▶ [Region annotation entries]
****************************************

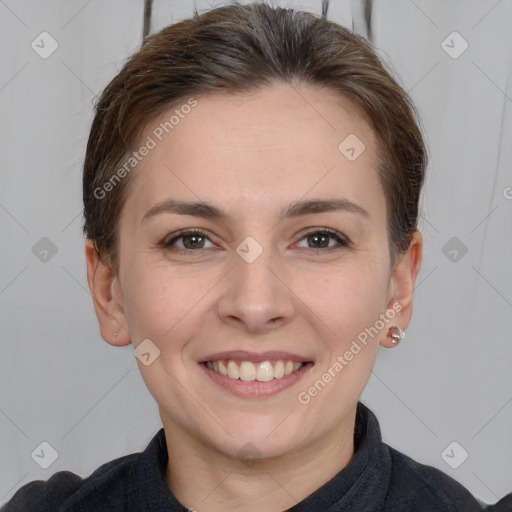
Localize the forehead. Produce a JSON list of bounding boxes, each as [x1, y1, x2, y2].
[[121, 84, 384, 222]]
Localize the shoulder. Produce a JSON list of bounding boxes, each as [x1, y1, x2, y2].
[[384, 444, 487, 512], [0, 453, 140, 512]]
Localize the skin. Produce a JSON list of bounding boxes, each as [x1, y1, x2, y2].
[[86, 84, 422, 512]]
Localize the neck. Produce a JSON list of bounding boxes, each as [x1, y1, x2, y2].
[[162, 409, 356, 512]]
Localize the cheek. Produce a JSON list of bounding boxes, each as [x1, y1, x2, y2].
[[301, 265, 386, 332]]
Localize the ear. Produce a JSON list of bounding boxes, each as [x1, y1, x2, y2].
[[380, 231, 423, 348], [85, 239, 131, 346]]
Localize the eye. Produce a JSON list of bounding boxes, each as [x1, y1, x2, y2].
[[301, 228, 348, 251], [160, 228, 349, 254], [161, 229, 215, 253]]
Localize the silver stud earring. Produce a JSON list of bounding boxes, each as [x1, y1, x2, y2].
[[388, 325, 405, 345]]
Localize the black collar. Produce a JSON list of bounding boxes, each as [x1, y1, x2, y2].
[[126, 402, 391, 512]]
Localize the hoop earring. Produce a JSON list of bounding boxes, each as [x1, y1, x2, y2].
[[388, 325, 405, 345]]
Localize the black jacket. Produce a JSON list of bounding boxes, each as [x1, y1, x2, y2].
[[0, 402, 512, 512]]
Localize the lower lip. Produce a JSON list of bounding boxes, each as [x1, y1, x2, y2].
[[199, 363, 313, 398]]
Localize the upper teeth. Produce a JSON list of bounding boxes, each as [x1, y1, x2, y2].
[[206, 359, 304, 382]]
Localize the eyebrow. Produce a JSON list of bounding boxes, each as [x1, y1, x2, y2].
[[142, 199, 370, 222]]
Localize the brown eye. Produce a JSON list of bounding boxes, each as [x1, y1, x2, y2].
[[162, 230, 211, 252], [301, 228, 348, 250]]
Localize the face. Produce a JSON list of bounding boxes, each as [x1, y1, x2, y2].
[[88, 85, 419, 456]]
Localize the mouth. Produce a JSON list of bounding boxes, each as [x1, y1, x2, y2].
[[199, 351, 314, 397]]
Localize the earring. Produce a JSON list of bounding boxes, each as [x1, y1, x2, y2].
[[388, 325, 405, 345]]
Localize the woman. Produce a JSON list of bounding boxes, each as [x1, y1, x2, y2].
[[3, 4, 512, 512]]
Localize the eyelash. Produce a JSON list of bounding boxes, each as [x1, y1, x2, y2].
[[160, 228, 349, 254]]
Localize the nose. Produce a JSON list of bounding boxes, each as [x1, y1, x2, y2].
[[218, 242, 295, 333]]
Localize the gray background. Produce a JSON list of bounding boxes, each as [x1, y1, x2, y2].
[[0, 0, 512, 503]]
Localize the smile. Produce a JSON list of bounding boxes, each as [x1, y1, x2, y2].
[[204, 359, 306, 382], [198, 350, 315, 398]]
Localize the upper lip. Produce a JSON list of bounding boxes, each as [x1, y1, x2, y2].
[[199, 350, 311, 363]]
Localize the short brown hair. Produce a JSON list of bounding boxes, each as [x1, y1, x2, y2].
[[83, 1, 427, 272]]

****************************************

▶ [TASK REQUIREMENTS] Reproduce the material verbatim, starting at the line that contains "Localize the cheek." and ending at the line that contains "[[126, 402, 391, 512]]", with both of those lines included.

▶ [ANSWER TO THIS PROBLEM]
Localize the cheek. Produce a JSON list of bounding boxes, each as [x1, y1, x2, y2].
[[301, 265, 386, 332]]
Localize the ear. Produce a JSON list of bounding boxes, each as [x1, y1, x2, y2].
[[380, 231, 423, 348], [85, 239, 131, 346]]
Localize the eye. Produce a JSON list of bounding boxes, each as [x1, y1, x2, y2].
[[301, 228, 348, 251], [160, 228, 349, 254], [161, 229, 215, 253]]
Localize the silver stud earring. Produce a JSON list of bounding boxes, each as [x1, y1, x2, y2].
[[388, 325, 405, 345]]
Localize the black collar. Produce a JSON list of bounding boxes, each as [x1, y1, x2, y2].
[[126, 402, 391, 512]]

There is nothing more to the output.